■ **Task goal**
Reproduce the data below line for line without changes, leaving out the pictures.

■ **Labeled-object pointing data**
########

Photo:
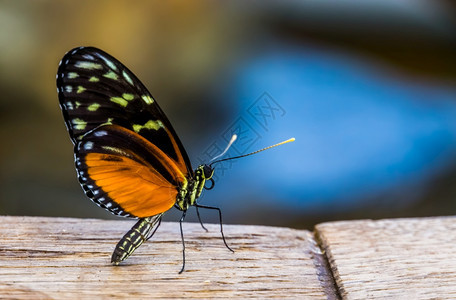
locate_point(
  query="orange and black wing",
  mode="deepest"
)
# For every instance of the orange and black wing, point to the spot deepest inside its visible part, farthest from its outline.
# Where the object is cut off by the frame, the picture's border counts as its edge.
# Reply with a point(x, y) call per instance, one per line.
point(137, 161)
point(139, 180)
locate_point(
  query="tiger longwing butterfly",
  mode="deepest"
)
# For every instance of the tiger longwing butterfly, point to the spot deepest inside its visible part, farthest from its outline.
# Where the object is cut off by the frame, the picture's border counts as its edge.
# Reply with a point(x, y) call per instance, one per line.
point(129, 159)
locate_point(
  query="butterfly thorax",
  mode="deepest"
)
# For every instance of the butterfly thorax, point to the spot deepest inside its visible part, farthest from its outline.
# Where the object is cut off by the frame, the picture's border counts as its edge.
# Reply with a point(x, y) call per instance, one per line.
point(189, 192)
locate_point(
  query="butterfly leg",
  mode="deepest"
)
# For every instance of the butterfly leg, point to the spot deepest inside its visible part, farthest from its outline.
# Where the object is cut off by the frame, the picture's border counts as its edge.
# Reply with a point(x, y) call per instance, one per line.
point(199, 218)
point(153, 232)
point(183, 242)
point(221, 223)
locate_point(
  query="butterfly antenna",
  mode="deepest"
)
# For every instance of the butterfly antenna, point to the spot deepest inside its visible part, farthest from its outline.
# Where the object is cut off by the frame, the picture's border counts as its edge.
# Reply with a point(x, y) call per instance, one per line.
point(255, 152)
point(233, 139)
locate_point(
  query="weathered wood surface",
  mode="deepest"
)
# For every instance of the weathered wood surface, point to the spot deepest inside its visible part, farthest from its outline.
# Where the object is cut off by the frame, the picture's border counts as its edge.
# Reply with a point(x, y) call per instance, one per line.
point(65, 258)
point(392, 259)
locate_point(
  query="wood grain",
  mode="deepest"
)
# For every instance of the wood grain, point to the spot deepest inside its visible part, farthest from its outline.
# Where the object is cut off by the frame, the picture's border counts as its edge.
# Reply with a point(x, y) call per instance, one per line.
point(45, 258)
point(392, 259)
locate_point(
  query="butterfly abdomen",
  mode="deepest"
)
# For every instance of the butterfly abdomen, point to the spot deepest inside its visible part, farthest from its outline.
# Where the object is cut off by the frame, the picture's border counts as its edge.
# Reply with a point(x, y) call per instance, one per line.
point(137, 235)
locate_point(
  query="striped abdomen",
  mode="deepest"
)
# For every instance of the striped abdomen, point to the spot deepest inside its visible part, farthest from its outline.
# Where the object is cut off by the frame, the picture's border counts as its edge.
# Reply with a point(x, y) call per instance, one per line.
point(137, 235)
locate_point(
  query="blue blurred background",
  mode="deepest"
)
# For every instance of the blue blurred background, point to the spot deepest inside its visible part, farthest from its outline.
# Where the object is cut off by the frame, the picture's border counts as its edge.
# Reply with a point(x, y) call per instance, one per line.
point(367, 88)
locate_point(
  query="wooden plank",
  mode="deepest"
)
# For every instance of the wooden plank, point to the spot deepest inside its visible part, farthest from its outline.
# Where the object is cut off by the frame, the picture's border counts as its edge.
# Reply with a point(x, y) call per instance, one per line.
point(42, 258)
point(392, 259)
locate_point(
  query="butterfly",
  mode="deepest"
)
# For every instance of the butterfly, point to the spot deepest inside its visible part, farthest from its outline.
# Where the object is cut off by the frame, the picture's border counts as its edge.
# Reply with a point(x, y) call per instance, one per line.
point(129, 159)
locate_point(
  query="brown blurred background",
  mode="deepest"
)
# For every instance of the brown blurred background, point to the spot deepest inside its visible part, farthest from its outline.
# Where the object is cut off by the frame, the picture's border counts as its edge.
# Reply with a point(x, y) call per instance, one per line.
point(193, 56)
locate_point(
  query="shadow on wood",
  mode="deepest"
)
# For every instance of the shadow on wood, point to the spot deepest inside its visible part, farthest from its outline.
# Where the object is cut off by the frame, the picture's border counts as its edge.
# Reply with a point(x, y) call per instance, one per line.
point(70, 258)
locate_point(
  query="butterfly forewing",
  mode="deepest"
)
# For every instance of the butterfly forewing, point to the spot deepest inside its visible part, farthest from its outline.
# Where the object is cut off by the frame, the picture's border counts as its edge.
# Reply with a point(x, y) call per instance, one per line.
point(95, 88)
point(128, 156)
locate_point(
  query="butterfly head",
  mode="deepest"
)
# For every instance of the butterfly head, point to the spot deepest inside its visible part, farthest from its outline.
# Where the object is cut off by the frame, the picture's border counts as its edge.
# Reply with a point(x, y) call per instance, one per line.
point(203, 173)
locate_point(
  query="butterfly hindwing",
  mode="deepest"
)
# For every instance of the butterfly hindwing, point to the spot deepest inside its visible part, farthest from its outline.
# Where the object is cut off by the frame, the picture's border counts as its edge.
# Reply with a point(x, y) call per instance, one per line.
point(137, 181)
point(95, 88)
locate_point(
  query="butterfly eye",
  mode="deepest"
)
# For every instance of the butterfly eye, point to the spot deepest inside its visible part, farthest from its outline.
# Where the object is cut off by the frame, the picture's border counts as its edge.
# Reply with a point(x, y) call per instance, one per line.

########

■ **Reply**
Photo:
locate_point(
  query="orange and black wing",
  mode="deepest"
)
# For every instance of the orange and black wing, point to the spot deepest inside its visible part, farthest from its outline.
# Where the object is cut off by the frame, the picture's border counts as its edge.
# Reply with a point(x, y) call per instance, one per line.
point(137, 161)
point(139, 180)
locate_point(
  query="tiger longwing butterfly",
  mode="deepest"
)
# For every instance of the tiger longwing butterfly, point to the spot deepest inside its visible part, farthest from its outline.
# Where the object is cut off by the frame, the picture's border counts as its edge.
# Reply with a point(x, y) call per instance, one per line.
point(129, 159)
locate_point(
  query="butterfly thorax",
  mode="deepest"
)
# For every instance of the butterfly thorax, point to the spot deepest inside its visible part, farthest from its outline.
# Where the object is cut off by the frame, the picture's border counts as its edge.
# Reply with a point(x, y) call per instance, one per line.
point(189, 192)
locate_point(
  query="butterfly leg",
  mode="deepest"
)
# For every instance of the butterfly leg, point to the spot deepest inside its visible part, farthest from its outline.
# Where the object is cut off by the frame, the picture's border counts as its edge.
# Reply with a point(x, y) call per instance, one per line.
point(199, 218)
point(153, 232)
point(183, 242)
point(221, 223)
locate_point(
  query="butterfly antenna",
  mode="deepest"
)
# For every instance of the butterfly antenna, point to the spot deepest inside its visible part, farthest from its outline.
# Where the object is cut off by the frame, the picture's border counts as its edge.
# Reply with a point(x, y) call per instance, one per line.
point(255, 152)
point(233, 139)
locate_point(
  query="weathered wood surface",
  mode="deepest"
)
# For every instance of the weathered wood surface, point to the spot deepest inside its visible part, farthest from its outline.
# Where the object is cut off by the frame, the picture's border counts as its edge.
# Reply with a point(x, y) call per instance, one per line.
point(65, 258)
point(392, 259)
locate_point(
  query="wood grain",
  mode="deepest"
)
# For every instance of the wood grain, point to the spot deepest inside its visible part, farthest from its outline.
# Where the object is cut off by the frame, the picture's border counts as its edge.
# Reply with a point(x, y) call per instance, one per line.
point(45, 258)
point(392, 259)
locate_point(
  query="butterfly abdomen",
  mode="deepest"
)
# For every instance of the butterfly abdomen, point to the spot deepest inside its visible part, farthest from its outline.
# Where the object is cut off by the frame, the picture's border counts as its edge.
# Reply with a point(x, y) call per instance, one per line.
point(137, 235)
locate_point(
  query="striped abdomen",
  mode="deepest"
)
# For every instance of the striped abdomen, point to the spot deepest inside its visible part, farthest from its outline.
# Where the object is cut off by the frame, the picture's border counts as its edge.
# Reply with a point(x, y) call per instance, one per line.
point(137, 235)
locate_point(
  query="blue blurred background",
  mode="deepest"
)
# For every instance of the blue blurred background, point to the spot deepest inside its visible part, farthest from its outline.
# Where the object is cut off by the frame, the picture's border counts as its edge.
# Reply with a point(x, y) call per instance, one per line.
point(367, 88)
locate_point(
  query="wooden plank",
  mode="deepest"
)
# For every instance of the wooden plank, point to the spot deepest inside its visible part, farthest from its outline.
# Where the object is cut off by the frame, the picture's border counts as its edge.
# Reply with a point(x, y) call per instance, one per line.
point(42, 258)
point(392, 259)
locate_point(
  query="butterfly",
  mode="deepest"
)
# For every instance of the butterfly, point to the spot deepest inside its visible part, farthest from its outline.
# Where the object is cut off by the frame, the picture's border counts as its edge.
# Reply with a point(x, y) call per instance, one per line.
point(129, 159)
locate_point(
  query="brown blurred background",
  mode="deepest"
)
# For every instance of the brown blurred background, point to the spot deepest inside its visible part, farthest from its outline.
# Where the object is cut off by the frame, the picture's border counts as its edge.
# Reply with a point(x, y) call per instance, one per line.
point(193, 56)
locate_point(
  query="shadow on wood",
  mode="deepest"
)
# For every instance of the shadow on wood, point to the spot deepest inside its visible part, farthest from its outline.
# Where the object is cut off by the frame, the picture's border counts as its edge.
# Reply with a point(x, y) call per instance, one per line.
point(70, 258)
locate_point(
  query="butterfly forewing",
  mode="deepest"
)
# For every instance of the butterfly forewing, point to the spot deepest inside its visible part, farthest from its outline.
# Where the object is cut off by the frame, the picture's border counts as its edge.
# Reply with a point(x, y) call per instance, one per line.
point(95, 88)
point(128, 156)
locate_point(
  query="butterfly head",
  mode="deepest"
)
# For every instance of the butterfly head, point to the spot deepest inside its visible part, farthest from its outline.
# Where the object is cut off by the frame, the picture's border counts as its edge.
# Reply with a point(x, y) call per instance, one per line.
point(203, 173)
locate_point(
  query="butterfly hindwing",
  mode="deepest"
)
# For every instance of the butterfly hindwing, point to the spot deepest inside its visible part, farthest from its outline.
# Where the object is cut off by the frame, the picture's border counts as its edge.
# Reply with a point(x, y) call per instance, one per line.
point(137, 181)
point(95, 88)
locate_point(
  query="butterfly eye",
  mode="deepest"
)
# For every instance of the butterfly eye, point to the spot deepest inside its visible part, farthest from its outline.
# Where the object is cut off by the frame, the picture's border counts as its edge.
# Reply with a point(x, y) call per instance, one per line.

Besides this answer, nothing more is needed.